WORK INSTRUCTIONS — Every line below must be reproduced exactly. Copy them all.
— BEGIN LISTING —
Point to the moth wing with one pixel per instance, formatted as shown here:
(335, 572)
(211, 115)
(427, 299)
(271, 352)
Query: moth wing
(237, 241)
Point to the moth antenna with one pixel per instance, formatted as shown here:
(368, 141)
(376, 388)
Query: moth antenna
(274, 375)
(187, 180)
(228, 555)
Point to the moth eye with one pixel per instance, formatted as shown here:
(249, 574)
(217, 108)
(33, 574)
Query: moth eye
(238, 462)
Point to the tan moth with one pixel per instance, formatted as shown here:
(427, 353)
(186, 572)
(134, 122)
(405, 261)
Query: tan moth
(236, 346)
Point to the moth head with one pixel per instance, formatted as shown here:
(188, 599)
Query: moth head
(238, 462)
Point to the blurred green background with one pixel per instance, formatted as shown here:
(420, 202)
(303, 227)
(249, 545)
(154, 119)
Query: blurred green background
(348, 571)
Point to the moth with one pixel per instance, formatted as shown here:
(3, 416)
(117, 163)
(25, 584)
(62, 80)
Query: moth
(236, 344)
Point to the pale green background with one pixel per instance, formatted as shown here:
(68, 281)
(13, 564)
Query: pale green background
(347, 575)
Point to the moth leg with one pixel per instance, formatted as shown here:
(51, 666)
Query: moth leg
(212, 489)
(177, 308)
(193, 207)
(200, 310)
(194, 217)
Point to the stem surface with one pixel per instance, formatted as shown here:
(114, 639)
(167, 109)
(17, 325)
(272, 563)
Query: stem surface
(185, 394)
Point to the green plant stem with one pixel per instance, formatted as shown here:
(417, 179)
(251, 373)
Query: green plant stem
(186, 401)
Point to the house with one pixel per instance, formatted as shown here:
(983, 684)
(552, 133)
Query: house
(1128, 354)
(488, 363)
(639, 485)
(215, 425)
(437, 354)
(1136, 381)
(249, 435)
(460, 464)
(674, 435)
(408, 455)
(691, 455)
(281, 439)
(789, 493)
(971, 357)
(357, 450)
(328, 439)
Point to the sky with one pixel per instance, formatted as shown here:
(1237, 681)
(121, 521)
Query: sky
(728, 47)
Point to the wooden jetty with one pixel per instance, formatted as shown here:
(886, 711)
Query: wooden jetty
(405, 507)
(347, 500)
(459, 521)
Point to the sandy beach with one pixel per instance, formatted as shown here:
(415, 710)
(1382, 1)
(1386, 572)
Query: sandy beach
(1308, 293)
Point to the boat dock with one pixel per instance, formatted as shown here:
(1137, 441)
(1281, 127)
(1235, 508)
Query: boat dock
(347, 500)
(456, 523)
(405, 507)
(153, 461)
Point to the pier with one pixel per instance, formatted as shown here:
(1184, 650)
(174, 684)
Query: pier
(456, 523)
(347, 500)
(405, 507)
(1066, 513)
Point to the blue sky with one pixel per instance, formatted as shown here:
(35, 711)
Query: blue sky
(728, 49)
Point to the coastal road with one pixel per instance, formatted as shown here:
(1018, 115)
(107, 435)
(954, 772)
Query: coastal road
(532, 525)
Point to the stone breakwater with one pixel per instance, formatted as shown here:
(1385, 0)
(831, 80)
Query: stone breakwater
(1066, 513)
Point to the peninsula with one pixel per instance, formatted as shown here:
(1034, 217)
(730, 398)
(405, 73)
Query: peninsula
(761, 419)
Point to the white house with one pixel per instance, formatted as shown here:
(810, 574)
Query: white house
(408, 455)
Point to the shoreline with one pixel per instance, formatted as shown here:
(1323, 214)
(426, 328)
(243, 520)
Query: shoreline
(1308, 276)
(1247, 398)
— END LISTING —
WRITTEN ANSWER —
Point to the moth wing with one pixel per instance, formatted as shown here:
(335, 572)
(211, 115)
(427, 299)
(271, 352)
Query: moth wing
(237, 241)
Point to the moth antenna with one pixel per instance, formatted as shown here:
(368, 141)
(376, 388)
Query: moth antenna
(274, 375)
(187, 180)
(228, 555)
Point to the moth eye with one pixel per instance, formatted as shown here:
(249, 574)
(217, 108)
(33, 574)
Query: moth eye
(238, 462)
Point to the tan moth with one pixel per instance, formatted as shown here:
(427, 353)
(186, 572)
(134, 122)
(405, 261)
Query: tan moth
(236, 346)
Point to the moth head with one pixel per instance, formatted as shown here:
(188, 599)
Query: moth head
(238, 462)
Point to the blurred green background with one pixel per instance, formatted as shown here:
(420, 202)
(303, 227)
(249, 545)
(154, 119)
Query: blurred green background
(348, 571)
Point to the moth with one pixel per instance, formatted as shown here:
(3, 416)
(117, 163)
(25, 584)
(62, 80)
Query: moth
(236, 344)
Point to the pale green background with one pixel per instance, formatted as shown here:
(68, 281)
(13, 564)
Query: pale green background
(347, 575)
Point to the moth leg with one pixel per instance, formatted as shown here:
(51, 666)
Query: moth leg
(212, 489)
(177, 308)
(193, 207)
(200, 310)
(194, 217)
Point to the stem surface with one pixel per instance, formatted as shown here:
(114, 639)
(167, 109)
(17, 325)
(272, 563)
Query: stem surface
(185, 394)
Point to the green plant stem with one pixel per instance, formatted as shown here:
(417, 179)
(251, 373)
Query: green plant stem
(186, 401)
Point to the house with one pixel per instance, formatted as shown here:
(983, 684)
(552, 133)
Query: house
(1128, 354)
(488, 363)
(639, 485)
(215, 425)
(437, 354)
(1136, 381)
(249, 435)
(460, 464)
(674, 435)
(408, 455)
(691, 455)
(281, 439)
(789, 493)
(971, 357)
(357, 450)
(328, 439)
Point to the sky with one pixel per instance, formatted as shown here:
(1237, 681)
(121, 521)
Query: sky
(728, 47)
Point to the wooden jetty with one pixel per instance, formatted as shown here:
(886, 711)
Query: wooden jetty
(405, 507)
(347, 500)
(459, 521)
Point to the sandy beach with one pixel per instance, formatted as shown here:
(415, 710)
(1382, 1)
(1386, 572)
Query: sandy beach
(1308, 293)
Point to the boat dock with one pixel per instance, formatted as shown here:
(1137, 441)
(1281, 127)
(1235, 508)
Query: boat dock
(347, 500)
(456, 523)
(405, 507)
(153, 461)
Point to the pier with one pixel per instance, formatted as shown here:
(1184, 650)
(174, 684)
Query: pier
(456, 523)
(347, 500)
(405, 507)
(1066, 513)
Point to the blue sky with one pixel per instance, formatted as shown here:
(35, 711)
Query: blue sky
(728, 49)
Point to the coastal road with one pixel per instance, formatted as shown here:
(1018, 115)
(107, 435)
(954, 772)
Query: coastal road
(532, 525)
Point to the stone breakwater with one pixel per instance, formatted as shown here:
(1385, 0)
(831, 80)
Query: stone breakwater
(1066, 513)
Point to the peninsula with one pixel per instance, formatted as shown here:
(1034, 217)
(730, 398)
(405, 73)
Query: peninsula
(761, 419)
Point to the white house with one pixel per instance, formatted as shown here:
(810, 574)
Query: white house
(408, 455)
Point to the shoreline with one pixel per instance, formatted as shown here:
(1323, 214)
(426, 328)
(243, 520)
Query: shoreline
(1308, 276)
(1247, 398)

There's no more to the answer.